------ EXERCISE PASSAGE

She was part of Yanni's orchestra in the 2014 World Tour
and part of his 2016 North American Tour.

== Musical style ==
The Whiskey Rebellion "plays a mostly high-energy, joyful brand of bluegrass, with skillful picking and two and three-part harmonies" according to The Virginia Pilot. But, while a "casual listen" to their debut album might tempt one to "plug the band into the category reserved for pure bluegrass," warns the Richmond Times-Dispatch, "... there's much more to The Whiskey Rebellion than twang and high lonesome." Says founder Simpson: "We play a lot of bluegrass standards, and we also take a lot of popular songs and cover them, bluegrass style."

Our shows consist of a mix of originals, bluegrass standards and random cover songs such as Hendrix, Gnarls Barkley, The Beatles, Dylan, and Johnny Cash."
— Ryan Phillips

== Personnel ==
Musicians performing together in The Whiskey Rebellion include:
- Mary Simpson – violin / vocals
- Jared Pool – mandolin / vocals
- Roy Myers – banjo
- Tim Deibler – bass
- Ryan Phillips – guitar

== Distinctions, honors, and awards ==
- The Whiskey Rebellion music video, The Ballad of Chester Copperpot, took the 2010 Gold Level Oregon Film Awards: Oregon Film Competition at the Oregon Film Festival.

------------

● **WORK INSTRUCTIONS**
1. Decide whether each statement agrees with the passage on The Whiskey Rebellion. Answer yes or no, and quote the deciding words of the passage. (a) The Virginia Pilot says the band sings in two- and three-part harmonies. (b) Roy Myers plays bass in the band. (c) The music video The Ballad of Chester Copperpot won an award at the Oregon Film Festival in 2010.
2. Please go on with the passage on The Whiskey Rebellion, picking up after its final line.

------ RECORD SET

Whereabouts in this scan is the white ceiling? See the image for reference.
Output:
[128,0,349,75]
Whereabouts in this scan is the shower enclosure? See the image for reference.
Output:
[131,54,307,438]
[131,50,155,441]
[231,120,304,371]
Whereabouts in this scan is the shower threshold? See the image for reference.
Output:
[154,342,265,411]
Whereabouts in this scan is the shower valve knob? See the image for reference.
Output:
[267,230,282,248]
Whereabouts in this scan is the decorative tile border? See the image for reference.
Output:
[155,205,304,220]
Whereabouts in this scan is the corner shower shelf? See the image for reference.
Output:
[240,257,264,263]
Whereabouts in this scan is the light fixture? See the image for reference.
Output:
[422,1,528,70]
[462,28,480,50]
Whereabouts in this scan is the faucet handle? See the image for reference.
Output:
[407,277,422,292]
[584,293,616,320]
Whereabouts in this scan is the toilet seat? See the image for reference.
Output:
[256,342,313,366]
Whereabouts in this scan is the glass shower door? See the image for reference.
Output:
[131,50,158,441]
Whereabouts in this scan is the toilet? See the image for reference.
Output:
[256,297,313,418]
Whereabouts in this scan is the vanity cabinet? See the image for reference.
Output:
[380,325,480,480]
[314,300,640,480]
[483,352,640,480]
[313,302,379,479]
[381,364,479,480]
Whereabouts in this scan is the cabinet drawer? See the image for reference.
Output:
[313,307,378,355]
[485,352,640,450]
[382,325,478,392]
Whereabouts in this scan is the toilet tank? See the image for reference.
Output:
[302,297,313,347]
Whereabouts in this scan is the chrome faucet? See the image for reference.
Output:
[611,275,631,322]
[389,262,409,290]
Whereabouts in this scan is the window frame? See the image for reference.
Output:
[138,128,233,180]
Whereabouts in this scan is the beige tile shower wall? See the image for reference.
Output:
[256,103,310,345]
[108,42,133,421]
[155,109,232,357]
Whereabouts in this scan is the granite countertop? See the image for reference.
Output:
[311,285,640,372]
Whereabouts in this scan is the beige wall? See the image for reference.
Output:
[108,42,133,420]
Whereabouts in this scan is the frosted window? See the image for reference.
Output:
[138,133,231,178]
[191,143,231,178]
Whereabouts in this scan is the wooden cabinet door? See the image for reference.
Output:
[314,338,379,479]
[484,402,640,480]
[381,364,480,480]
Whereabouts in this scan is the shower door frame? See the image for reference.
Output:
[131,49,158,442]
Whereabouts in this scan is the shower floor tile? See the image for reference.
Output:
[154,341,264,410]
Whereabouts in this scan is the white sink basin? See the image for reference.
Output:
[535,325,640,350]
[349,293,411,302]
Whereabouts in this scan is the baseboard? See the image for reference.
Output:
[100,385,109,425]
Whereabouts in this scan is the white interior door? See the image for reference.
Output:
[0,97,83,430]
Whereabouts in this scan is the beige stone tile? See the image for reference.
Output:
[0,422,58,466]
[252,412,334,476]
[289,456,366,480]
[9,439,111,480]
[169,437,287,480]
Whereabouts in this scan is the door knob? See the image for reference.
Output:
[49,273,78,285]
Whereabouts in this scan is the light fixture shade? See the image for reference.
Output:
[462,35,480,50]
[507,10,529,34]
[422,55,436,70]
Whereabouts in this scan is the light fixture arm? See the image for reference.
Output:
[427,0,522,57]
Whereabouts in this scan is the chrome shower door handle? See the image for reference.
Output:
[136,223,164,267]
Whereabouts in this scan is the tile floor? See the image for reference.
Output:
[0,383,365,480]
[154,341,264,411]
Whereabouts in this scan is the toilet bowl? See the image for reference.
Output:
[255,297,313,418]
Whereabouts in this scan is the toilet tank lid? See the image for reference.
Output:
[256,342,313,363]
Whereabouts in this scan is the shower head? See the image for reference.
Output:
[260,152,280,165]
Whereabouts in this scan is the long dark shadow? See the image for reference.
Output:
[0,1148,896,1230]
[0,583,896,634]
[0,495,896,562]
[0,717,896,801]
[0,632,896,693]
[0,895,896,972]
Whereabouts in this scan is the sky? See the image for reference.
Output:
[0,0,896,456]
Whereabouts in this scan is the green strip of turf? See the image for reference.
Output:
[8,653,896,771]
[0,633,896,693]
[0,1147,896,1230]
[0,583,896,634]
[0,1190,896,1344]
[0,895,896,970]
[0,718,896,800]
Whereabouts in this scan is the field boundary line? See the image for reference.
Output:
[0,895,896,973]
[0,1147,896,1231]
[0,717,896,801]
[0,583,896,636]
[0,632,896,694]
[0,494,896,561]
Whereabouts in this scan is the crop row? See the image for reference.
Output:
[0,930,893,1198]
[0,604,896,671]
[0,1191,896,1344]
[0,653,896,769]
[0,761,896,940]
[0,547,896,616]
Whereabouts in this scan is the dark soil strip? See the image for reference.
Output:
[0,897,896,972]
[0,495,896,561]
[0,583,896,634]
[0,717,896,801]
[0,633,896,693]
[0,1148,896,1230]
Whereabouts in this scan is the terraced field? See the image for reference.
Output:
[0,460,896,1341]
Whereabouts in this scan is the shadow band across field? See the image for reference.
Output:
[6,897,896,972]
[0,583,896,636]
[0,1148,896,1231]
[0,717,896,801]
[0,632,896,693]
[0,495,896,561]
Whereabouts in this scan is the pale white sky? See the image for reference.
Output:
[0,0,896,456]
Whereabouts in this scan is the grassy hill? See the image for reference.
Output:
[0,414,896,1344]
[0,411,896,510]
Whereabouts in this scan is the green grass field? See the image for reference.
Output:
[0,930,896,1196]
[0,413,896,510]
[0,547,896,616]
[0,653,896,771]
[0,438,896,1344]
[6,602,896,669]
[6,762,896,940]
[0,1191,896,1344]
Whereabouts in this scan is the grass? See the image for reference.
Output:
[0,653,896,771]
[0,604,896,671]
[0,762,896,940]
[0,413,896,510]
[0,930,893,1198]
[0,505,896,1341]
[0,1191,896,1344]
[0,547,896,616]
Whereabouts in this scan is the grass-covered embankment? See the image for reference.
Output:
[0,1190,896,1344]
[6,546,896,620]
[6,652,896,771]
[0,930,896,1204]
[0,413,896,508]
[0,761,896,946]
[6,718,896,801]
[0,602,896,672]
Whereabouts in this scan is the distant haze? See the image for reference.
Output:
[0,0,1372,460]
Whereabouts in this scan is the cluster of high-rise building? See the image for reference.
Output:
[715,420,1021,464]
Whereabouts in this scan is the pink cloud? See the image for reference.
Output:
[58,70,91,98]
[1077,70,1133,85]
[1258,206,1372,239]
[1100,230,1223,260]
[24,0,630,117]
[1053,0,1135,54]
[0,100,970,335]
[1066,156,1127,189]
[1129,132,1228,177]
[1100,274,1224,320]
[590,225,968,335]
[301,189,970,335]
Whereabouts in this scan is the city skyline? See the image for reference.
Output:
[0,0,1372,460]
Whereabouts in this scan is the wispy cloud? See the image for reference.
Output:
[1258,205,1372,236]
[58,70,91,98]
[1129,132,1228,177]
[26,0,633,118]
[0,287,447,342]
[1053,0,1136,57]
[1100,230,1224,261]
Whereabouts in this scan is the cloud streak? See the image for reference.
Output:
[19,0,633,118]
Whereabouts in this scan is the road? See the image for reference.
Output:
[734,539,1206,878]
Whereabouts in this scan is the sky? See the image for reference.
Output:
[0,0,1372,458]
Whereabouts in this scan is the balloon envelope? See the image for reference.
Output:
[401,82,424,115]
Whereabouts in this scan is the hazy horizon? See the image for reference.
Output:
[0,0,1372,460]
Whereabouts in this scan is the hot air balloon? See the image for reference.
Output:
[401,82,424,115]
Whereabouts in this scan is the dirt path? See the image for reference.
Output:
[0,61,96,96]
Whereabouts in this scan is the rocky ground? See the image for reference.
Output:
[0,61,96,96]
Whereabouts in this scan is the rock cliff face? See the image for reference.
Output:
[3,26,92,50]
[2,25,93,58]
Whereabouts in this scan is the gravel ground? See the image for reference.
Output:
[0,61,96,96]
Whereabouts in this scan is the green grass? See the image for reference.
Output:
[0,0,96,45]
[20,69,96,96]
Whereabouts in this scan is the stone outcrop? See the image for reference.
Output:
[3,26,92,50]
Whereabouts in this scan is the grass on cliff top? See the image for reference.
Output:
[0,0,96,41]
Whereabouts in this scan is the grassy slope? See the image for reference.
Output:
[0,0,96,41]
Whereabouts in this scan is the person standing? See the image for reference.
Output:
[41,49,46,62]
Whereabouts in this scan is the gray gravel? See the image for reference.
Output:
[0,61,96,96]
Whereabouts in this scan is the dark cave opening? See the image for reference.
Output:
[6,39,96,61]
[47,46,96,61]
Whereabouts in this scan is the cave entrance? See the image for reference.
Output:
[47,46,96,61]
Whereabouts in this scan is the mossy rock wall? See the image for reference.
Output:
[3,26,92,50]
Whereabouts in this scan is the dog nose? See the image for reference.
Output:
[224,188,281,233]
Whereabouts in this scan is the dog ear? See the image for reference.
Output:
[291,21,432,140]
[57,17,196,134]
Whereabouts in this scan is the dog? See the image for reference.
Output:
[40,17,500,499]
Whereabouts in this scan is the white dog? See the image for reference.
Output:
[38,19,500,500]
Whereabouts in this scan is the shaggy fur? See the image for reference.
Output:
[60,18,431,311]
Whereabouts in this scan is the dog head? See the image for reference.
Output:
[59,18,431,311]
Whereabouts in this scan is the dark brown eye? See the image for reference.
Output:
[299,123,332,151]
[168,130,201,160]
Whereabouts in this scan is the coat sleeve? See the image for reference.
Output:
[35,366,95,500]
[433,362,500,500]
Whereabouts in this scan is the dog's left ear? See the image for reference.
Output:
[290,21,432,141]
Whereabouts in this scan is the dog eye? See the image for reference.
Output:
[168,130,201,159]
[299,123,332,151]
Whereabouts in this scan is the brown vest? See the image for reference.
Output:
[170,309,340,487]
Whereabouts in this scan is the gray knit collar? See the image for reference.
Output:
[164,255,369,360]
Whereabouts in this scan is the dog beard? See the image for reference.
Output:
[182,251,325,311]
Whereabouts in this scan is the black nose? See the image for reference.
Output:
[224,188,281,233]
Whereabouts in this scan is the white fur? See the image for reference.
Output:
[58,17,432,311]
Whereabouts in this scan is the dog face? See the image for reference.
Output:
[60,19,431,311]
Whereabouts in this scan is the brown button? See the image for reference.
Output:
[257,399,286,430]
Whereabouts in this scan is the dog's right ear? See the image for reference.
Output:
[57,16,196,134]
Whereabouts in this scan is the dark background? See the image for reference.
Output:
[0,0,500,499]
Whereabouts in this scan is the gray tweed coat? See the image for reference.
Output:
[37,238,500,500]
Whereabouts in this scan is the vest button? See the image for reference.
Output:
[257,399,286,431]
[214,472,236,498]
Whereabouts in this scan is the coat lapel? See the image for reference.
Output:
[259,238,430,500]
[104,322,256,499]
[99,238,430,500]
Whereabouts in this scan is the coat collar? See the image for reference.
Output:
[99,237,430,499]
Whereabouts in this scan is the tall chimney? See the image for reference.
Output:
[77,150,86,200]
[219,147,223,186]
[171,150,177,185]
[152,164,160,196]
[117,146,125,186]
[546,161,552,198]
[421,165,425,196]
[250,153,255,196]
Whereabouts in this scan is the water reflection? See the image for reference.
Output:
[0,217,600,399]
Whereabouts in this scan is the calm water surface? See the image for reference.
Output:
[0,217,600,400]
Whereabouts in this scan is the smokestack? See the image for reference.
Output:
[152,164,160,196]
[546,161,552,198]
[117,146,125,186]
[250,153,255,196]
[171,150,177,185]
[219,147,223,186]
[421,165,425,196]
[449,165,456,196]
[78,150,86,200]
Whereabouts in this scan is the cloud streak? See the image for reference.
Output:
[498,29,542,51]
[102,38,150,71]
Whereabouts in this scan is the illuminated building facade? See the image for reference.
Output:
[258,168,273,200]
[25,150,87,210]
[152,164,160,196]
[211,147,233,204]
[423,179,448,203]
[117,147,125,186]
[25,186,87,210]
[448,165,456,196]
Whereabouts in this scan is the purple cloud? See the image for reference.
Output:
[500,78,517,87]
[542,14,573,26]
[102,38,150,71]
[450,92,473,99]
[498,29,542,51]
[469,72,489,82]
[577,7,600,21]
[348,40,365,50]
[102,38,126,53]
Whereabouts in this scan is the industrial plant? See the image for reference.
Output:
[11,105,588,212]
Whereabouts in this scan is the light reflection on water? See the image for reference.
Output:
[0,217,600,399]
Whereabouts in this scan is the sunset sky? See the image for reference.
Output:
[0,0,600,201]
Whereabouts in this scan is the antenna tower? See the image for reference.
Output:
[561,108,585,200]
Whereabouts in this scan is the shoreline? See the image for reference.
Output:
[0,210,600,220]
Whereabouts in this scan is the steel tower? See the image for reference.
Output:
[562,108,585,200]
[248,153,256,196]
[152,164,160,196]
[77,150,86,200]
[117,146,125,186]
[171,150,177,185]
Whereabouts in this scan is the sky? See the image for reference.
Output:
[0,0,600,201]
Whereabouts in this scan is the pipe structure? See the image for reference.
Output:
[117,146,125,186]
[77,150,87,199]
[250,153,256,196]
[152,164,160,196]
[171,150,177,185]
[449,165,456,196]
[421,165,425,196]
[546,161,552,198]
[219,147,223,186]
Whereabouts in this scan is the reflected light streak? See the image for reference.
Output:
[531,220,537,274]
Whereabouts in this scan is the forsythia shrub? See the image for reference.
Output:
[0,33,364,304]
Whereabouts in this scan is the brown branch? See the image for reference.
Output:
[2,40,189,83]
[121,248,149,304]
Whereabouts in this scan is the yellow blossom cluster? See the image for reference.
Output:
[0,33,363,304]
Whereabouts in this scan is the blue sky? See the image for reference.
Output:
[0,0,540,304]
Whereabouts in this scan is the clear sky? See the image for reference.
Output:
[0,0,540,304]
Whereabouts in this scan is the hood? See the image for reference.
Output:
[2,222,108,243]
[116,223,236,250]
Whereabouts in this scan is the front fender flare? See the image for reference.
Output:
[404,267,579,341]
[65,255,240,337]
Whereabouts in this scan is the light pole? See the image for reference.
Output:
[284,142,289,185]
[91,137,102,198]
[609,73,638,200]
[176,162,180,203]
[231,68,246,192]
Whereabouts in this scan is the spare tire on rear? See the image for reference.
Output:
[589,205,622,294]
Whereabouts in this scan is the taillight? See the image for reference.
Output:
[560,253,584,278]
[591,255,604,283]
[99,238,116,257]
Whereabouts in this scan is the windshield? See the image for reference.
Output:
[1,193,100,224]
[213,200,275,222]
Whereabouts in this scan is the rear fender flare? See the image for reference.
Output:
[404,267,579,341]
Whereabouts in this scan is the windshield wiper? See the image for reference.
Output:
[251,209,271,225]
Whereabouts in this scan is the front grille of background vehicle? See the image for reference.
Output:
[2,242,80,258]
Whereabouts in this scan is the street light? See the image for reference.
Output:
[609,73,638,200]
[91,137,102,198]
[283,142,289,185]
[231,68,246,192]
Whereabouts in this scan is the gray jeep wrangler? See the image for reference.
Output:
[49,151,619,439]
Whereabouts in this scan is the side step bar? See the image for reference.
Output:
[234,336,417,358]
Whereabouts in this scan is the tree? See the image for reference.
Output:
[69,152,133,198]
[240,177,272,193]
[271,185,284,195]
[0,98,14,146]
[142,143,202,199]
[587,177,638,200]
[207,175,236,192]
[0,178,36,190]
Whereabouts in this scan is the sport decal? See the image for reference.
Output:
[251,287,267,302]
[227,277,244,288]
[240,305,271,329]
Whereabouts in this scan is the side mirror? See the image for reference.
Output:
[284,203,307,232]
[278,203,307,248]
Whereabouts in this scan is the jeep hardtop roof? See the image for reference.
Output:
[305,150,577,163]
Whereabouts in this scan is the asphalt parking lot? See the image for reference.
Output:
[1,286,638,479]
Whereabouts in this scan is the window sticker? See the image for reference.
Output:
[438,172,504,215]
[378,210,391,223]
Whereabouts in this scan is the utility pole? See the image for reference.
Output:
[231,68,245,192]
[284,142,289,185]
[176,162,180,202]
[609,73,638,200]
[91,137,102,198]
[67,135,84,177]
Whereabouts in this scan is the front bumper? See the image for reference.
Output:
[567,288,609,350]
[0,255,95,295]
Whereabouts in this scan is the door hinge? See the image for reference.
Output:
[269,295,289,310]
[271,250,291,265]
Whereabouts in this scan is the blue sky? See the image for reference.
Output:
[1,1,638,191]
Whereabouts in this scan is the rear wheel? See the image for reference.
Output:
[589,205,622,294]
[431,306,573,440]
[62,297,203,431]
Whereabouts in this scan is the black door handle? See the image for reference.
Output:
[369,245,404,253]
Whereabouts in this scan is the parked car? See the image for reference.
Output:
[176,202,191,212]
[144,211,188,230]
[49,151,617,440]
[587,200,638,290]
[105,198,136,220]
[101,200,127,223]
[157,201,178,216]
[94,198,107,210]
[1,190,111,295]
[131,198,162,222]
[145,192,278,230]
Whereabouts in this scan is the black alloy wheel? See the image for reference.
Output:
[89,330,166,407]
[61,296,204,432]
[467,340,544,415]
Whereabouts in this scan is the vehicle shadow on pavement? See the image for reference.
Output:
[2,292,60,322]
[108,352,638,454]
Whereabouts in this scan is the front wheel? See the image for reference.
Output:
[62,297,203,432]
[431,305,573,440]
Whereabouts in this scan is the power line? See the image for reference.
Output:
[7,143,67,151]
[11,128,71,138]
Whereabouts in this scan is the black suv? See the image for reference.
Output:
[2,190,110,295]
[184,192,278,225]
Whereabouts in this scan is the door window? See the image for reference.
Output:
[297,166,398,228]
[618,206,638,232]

------------

● **ANSWERS BY ITEM NUMBER**
1.
(a) Yes: "with skillful picking and two and three-part harmonies"
(b) No: "Roy Myers – banjo" and "Tim Deibler – bass"
(c) Yes: "took the 2010 Gold Level Oregon Film Awards: Oregon Film Competition at the Oregon Film Festival"

2.
- The Whiskey Rebellion mandolinist Jared Pool performed a show with John Starling, founding member of The Seldom Scene, in Starling's hometown of Fredericksburg, Virginia.
- Ryan Phillips placed first in the 2010 Watermelon Park Festival guitar contest. The prize was a custom Left Handed Fairbuilt Barnburner guitar (base value of $2,400). He placed third in the same contest in 2007.
- The Whiskey Rebellion was invited to play the 25th anniversary of "The Goonies" Festival that took place June 4–7, 2010 in Astoria, Oregon.
- Jared Pool placed first in the 2007 Watermelon Park Festival guitar contest, winning a Fairbuilt Barnburner guitar (base value of $2,400).
- The Pat Ruley Trophy for Best All Around Blue Grass Performer, named for Gary Ruley's father and presented annually at the Maury River Fiddler's Convention held in Buena Vista, Virginia, was won by Mary Simpson in 2005.